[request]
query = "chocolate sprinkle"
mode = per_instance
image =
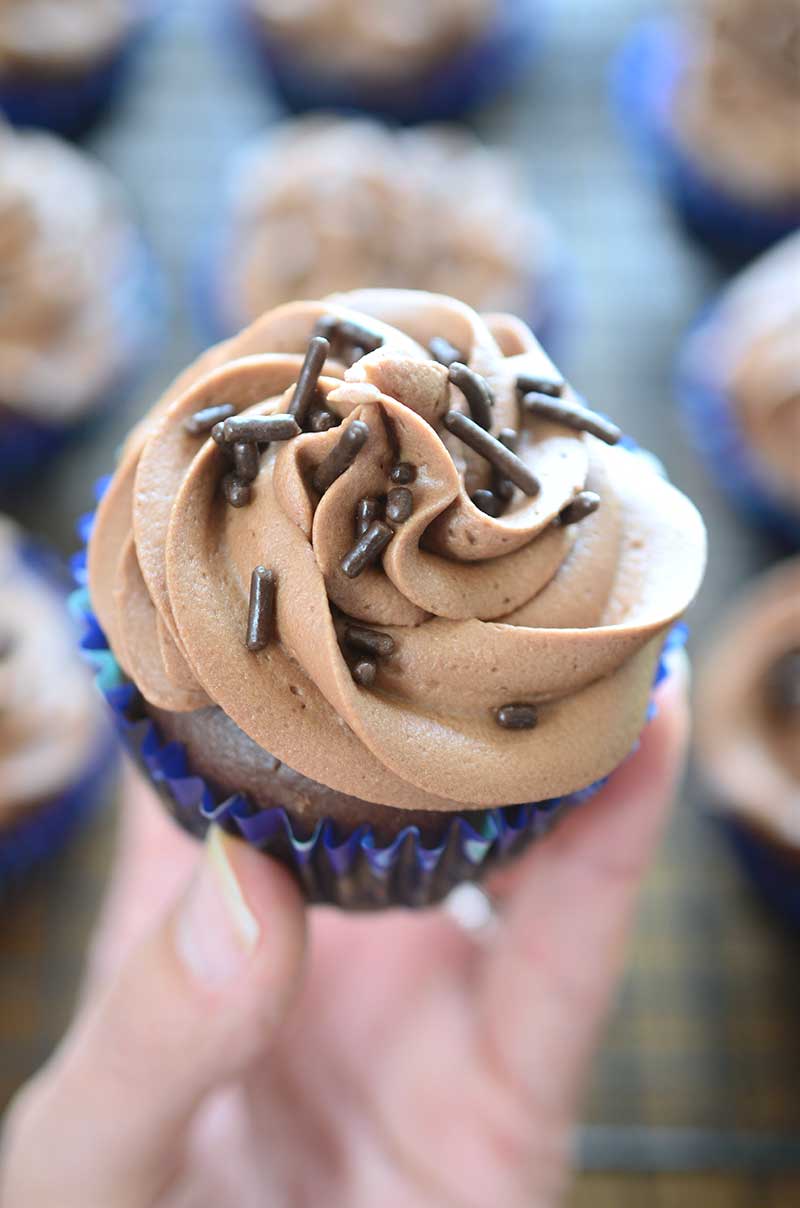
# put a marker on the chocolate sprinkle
(444, 352)
(488, 503)
(476, 390)
(366, 550)
(259, 429)
(403, 474)
(342, 456)
(262, 607)
(580, 419)
(203, 420)
(488, 447)
(364, 671)
(399, 505)
(245, 459)
(517, 716)
(366, 512)
(554, 387)
(581, 506)
(371, 642)
(237, 492)
(316, 355)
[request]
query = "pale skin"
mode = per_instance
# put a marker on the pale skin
(235, 1047)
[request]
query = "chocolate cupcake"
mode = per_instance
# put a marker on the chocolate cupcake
(375, 590)
(740, 389)
(748, 732)
(427, 62)
(713, 102)
(57, 749)
(77, 296)
(61, 64)
(322, 204)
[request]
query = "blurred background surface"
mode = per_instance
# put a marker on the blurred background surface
(700, 1069)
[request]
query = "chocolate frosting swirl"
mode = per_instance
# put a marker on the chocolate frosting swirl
(483, 611)
(738, 100)
(748, 733)
(374, 39)
(65, 248)
(54, 36)
(50, 716)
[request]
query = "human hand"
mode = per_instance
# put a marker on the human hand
(233, 1049)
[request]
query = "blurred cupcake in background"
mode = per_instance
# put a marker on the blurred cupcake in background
(57, 751)
(713, 102)
(77, 296)
(740, 388)
(419, 61)
(748, 732)
(62, 61)
(323, 204)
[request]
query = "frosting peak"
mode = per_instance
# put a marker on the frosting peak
(510, 643)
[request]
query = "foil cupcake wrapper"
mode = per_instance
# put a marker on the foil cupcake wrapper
(645, 76)
(463, 82)
(713, 430)
(774, 873)
(351, 870)
(139, 301)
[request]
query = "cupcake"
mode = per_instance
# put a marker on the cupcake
(77, 296)
(748, 732)
(61, 63)
(738, 381)
(712, 100)
(410, 63)
(375, 590)
(319, 205)
(57, 749)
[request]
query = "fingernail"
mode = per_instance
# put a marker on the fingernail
(216, 930)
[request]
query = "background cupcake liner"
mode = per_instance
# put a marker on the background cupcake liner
(644, 80)
(69, 104)
(44, 829)
(139, 302)
(775, 873)
(714, 431)
(352, 869)
(465, 80)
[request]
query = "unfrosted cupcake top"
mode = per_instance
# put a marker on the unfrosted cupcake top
(374, 39)
(65, 249)
(751, 349)
(748, 706)
(50, 715)
(441, 585)
(56, 36)
(326, 204)
(738, 100)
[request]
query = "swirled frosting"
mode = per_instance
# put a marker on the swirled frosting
(61, 36)
(65, 248)
(738, 100)
(748, 706)
(752, 350)
(326, 204)
(482, 611)
(50, 716)
(374, 39)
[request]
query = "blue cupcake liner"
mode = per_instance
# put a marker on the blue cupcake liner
(347, 869)
(25, 443)
(69, 104)
(467, 80)
(714, 431)
(645, 76)
(775, 873)
(44, 829)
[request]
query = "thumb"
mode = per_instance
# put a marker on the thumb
(192, 1008)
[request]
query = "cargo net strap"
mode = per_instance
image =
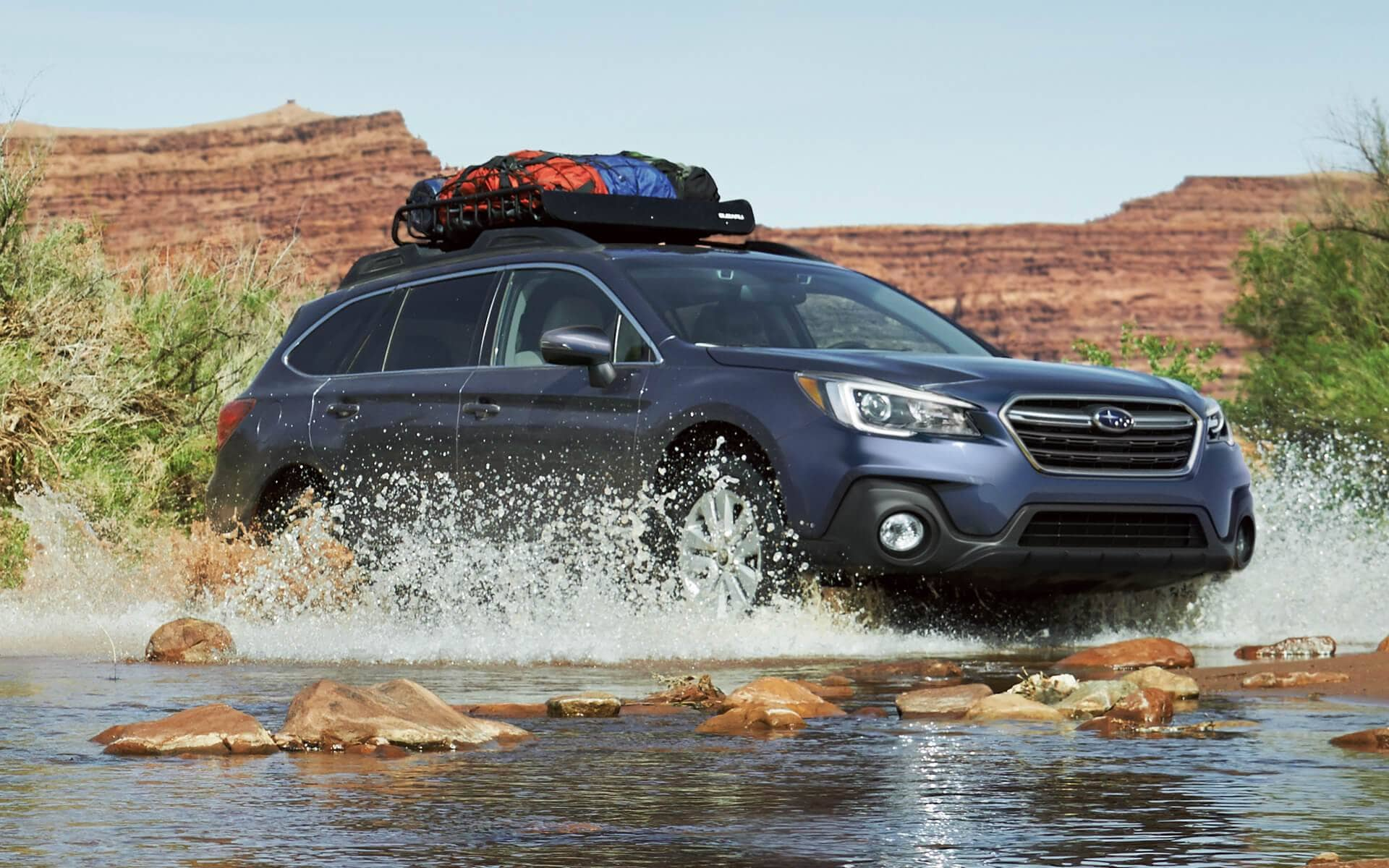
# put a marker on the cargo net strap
(460, 220)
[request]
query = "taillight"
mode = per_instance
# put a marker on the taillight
(231, 417)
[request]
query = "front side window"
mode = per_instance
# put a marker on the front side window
(542, 299)
(439, 324)
(742, 302)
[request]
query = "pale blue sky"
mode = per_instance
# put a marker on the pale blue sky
(845, 113)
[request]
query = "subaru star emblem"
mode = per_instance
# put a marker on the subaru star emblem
(1113, 420)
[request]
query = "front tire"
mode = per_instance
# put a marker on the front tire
(724, 534)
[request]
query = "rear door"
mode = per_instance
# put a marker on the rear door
(386, 428)
(542, 433)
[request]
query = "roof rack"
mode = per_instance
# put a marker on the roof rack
(451, 224)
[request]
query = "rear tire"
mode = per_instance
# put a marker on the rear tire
(723, 534)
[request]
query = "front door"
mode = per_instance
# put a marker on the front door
(542, 434)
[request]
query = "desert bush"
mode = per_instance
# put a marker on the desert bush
(1164, 356)
(111, 378)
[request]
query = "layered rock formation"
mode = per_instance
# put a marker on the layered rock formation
(332, 182)
(1031, 288)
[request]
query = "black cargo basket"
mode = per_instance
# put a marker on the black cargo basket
(456, 223)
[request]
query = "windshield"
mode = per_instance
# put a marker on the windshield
(739, 302)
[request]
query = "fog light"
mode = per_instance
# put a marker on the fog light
(902, 532)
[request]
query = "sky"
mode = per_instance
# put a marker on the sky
(817, 113)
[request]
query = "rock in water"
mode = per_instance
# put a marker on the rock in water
(1132, 655)
(696, 692)
(1010, 707)
(752, 720)
(1048, 691)
(1181, 686)
(191, 641)
(940, 702)
(1366, 739)
(332, 715)
(208, 729)
(1094, 697)
(781, 694)
(1146, 707)
(871, 673)
(1292, 647)
(584, 705)
(1294, 679)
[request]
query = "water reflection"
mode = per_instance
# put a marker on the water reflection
(649, 792)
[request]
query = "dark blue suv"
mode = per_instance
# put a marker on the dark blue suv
(788, 414)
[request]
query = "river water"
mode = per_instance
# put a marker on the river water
(638, 791)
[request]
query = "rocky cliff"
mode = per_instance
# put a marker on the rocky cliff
(1032, 288)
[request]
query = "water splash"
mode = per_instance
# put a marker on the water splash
(546, 585)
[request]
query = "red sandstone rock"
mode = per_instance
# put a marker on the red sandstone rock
(752, 720)
(332, 715)
(781, 694)
(1294, 679)
(872, 673)
(1366, 739)
(828, 691)
(940, 702)
(1132, 655)
(1146, 707)
(1292, 647)
(191, 641)
(208, 729)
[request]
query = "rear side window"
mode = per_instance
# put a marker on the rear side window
(439, 324)
(350, 341)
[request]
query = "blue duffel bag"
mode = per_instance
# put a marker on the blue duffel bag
(631, 176)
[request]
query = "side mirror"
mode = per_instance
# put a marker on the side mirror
(581, 345)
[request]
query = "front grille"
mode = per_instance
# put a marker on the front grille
(1060, 435)
(1085, 529)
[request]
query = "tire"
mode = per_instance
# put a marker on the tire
(723, 534)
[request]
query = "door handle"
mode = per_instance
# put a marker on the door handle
(481, 410)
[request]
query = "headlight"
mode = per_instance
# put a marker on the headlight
(1217, 427)
(886, 409)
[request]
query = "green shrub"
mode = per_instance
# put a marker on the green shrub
(1165, 357)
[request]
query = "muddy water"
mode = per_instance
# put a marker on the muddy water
(527, 621)
(650, 792)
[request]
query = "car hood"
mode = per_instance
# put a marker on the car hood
(985, 380)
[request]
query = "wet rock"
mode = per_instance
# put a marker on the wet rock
(1294, 679)
(694, 691)
(191, 641)
(331, 715)
(655, 710)
(940, 702)
(1010, 707)
(898, 670)
(1132, 655)
(1294, 647)
(1181, 686)
(584, 705)
(752, 720)
(828, 691)
(1092, 697)
(1374, 741)
(208, 729)
(507, 712)
(1145, 707)
(1045, 689)
(781, 694)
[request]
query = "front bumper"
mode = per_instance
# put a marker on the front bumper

*Instructions to follow:* Extract every line of the data above verbatim, and omit the pictures from your answer.

*Response for this exercise:*
[request]
query = "chocolate sprinkle"
mode = per_instance
image =
# put a marker on the chocolate sprinkle
(444, 352)
(488, 503)
(476, 390)
(366, 550)
(259, 429)
(403, 474)
(342, 456)
(262, 607)
(580, 419)
(203, 420)
(488, 447)
(364, 671)
(399, 505)
(245, 459)
(517, 716)
(366, 512)
(554, 387)
(581, 506)
(371, 642)
(237, 492)
(316, 355)
[request]
query = "pale skin"
mode = per_instance
# put a marker on the pale skin
(235, 1047)
[request]
query = "chocolate cupcake"
mode = per_instance
# put a marker on the chocolate cupcake
(375, 590)
(740, 389)
(748, 732)
(427, 62)
(713, 102)
(57, 749)
(77, 296)
(61, 64)
(322, 204)
[request]
query = "blurred background surface"
mode = per_instance
# put a marker on the blurred background surface
(700, 1069)
[request]
query = "chocolate frosting swirl"
mode = per_instance
# put a marker on the chocolate frosting swirl
(483, 611)
(738, 100)
(748, 733)
(374, 39)
(65, 248)
(54, 36)
(50, 716)
[request]
query = "human hand"
mode = per_instance
# put a marker on the human hand
(233, 1049)
[request]
query = "blurred cupcake in background"
mode = per_instance
# put a marker on the blurred cupcake in background
(57, 751)
(713, 102)
(77, 296)
(740, 388)
(419, 61)
(748, 732)
(62, 61)
(323, 204)
[request]
query = "frosting peak"
mode = per_instance
# put a marker on the frosting peak
(510, 643)
[request]
query = "foil cupcake wrapper"
mode = per_instance
# put a marker on the foil cupcake wrapper
(645, 76)
(463, 82)
(713, 430)
(774, 873)
(351, 870)
(139, 301)
[request]
query = "cupcake"
mode = per_instance
# put a marker on the cupcake
(77, 296)
(748, 732)
(61, 63)
(738, 381)
(712, 100)
(410, 63)
(375, 590)
(319, 205)
(57, 749)
[request]
query = "fingernail"
mode = per_instance
# put a marker on the fingernail
(216, 930)
[request]
query = "background cupcake liner"
mode = per_instance
# put a marker on the background cupcake liner
(644, 80)
(69, 104)
(44, 829)
(139, 302)
(775, 873)
(714, 431)
(352, 869)
(465, 80)
[request]
query = "unfrosted cupcake top"
mode = per_instance
# put a marker on the unfrosted cupcake top
(374, 39)
(65, 249)
(751, 349)
(748, 706)
(50, 715)
(441, 585)
(56, 36)
(326, 204)
(738, 100)
[request]
query = "swirled frosting"
mode = per_instance
# put a marker on the swirled frosting
(61, 36)
(65, 248)
(738, 100)
(748, 706)
(752, 350)
(326, 204)
(482, 611)
(50, 716)
(374, 39)
[request]
query = "blue cupcake liner"
mode = per_instance
# put a marker on the blue cupcake liner
(347, 869)
(25, 443)
(69, 104)
(467, 80)
(714, 431)
(645, 76)
(775, 873)
(44, 829)
[request]
query = "thumb"
mode = per_instance
# put a marker on the thumb
(192, 1008)
[request]
query = "cargo net strap"
mode = per_instance
image =
# put a marker on the cargo net strap
(460, 220)
[request]
query = "taillight"
mode = per_instance
# put a marker on the taillight
(231, 417)
[request]
query = "front side window"
mode = per_instance
# put a marker on the front side window
(542, 299)
(439, 324)
(742, 302)
[request]
query = "pale blue sky"
mode = per_instance
# put a marker on the pale blue sky
(845, 113)
[request]
query = "subaru star emblem"
mode = per_instance
# put a marker on the subaru star emblem
(1113, 420)
[request]
query = "front tire"
mode = per_instance
# put a marker on the front tire
(724, 534)
[request]
query = "rear door"
mode = per_instance
# put a marker on the rear door
(386, 428)
(542, 433)
[request]
query = "roof rack"
mode = per_instance
# put a marker on the roof rack
(451, 224)
[request]
query = "rear tire"
mode = per_instance
# put a marker on the rear tire
(723, 534)
[request]
query = "front door"
mode = per_instance
# put a marker on the front door
(542, 434)
[request]
query = "desert bush"
mode = per_instance
# put a marker on the desert bush
(1164, 356)
(111, 378)
[request]
query = "layered rock formation"
mode = per_instance
# put a marker on the layered rock formation
(332, 182)
(1031, 288)
[request]
query = "black cargo basket"
mode = per_instance
# put a marker on the black cargo basket
(456, 223)
[request]
query = "windshield"
mode = per_instance
# put a marker on the windshield
(739, 302)
[request]
query = "fog light"
mode = per_instance
# put a marker on the fog light
(902, 532)
[request]
query = "sky"
mode = per_instance
# put a marker on the sky
(817, 113)
[request]
query = "rock in water"
mode = per_instance
# put a marker on the rock in water
(1132, 655)
(696, 692)
(1010, 707)
(752, 720)
(1048, 691)
(1181, 686)
(191, 641)
(940, 702)
(1366, 739)
(332, 715)
(208, 729)
(1094, 697)
(781, 694)
(1146, 707)
(871, 673)
(1292, 647)
(584, 705)
(1294, 679)
[request]
query = "water reflection"
mode = per_instance
# put a marker on the water reflection
(649, 792)
[request]
query = "dark blue suv"
mode = per_instance
# put a marker on the dark blue suv
(788, 414)
[request]
query = "river water"
mode = per_instance
# put a marker on the river water
(638, 791)
[request]
query = "rocky cliff"
mode = per_instance
# put a marker on the rocky cliff
(1032, 288)
[request]
query = "water splash"
mode = per_instance
# put a marker on the water splash
(546, 585)
[request]
query = "red sandstone rock"
mode = per_instance
# put a marker on the red sandstone rock
(752, 720)
(332, 715)
(781, 694)
(1294, 679)
(872, 673)
(1366, 739)
(828, 691)
(940, 702)
(1132, 655)
(1146, 707)
(1292, 647)
(191, 641)
(208, 729)
[request]
query = "rear side window"
mode = per_instance
# put a marker on the rear side window
(439, 324)
(350, 341)
[request]
query = "blue duffel bag"
mode = per_instance
# put a marker on the blue duffel bag
(631, 176)
[request]
query = "side mirror"
mode = per_instance
# put a marker on the side mirror
(581, 345)
[request]
query = "front grille"
mode = per_instance
# put a marker on the front grille
(1060, 435)
(1085, 529)
[request]
query = "tire"
mode = per_instance
# put a marker on the tire
(723, 534)
[request]
query = "door handle"
mode = per_instance
# put a marker on the door handle
(481, 410)
[request]
query = "headlight"
mode = per_instance
# put a marker on the headlight
(1217, 427)
(886, 409)
[request]
query = "green shrub"
mode = per_instance
# put a marker on the green shrub
(1165, 357)
[request]
query = "muddy water"
mode = per_instance
# put a marker on the muddy water
(527, 621)
(650, 792)
[request]
query = "car hood"
mode = per_instance
# put a marker on the car hood
(985, 380)
[request]
query = "wet rock"
mode = per_instance
# put a marker on the wet rock
(1294, 679)
(694, 691)
(191, 641)
(331, 715)
(655, 710)
(940, 702)
(1010, 707)
(898, 670)
(1132, 655)
(1294, 647)
(1181, 686)
(584, 705)
(752, 720)
(828, 691)
(1092, 697)
(1374, 741)
(208, 729)
(507, 712)
(1145, 707)
(1045, 689)
(781, 694)
[request]
query = "front bumper"
mode = per_instance
# put a marker on the front bumper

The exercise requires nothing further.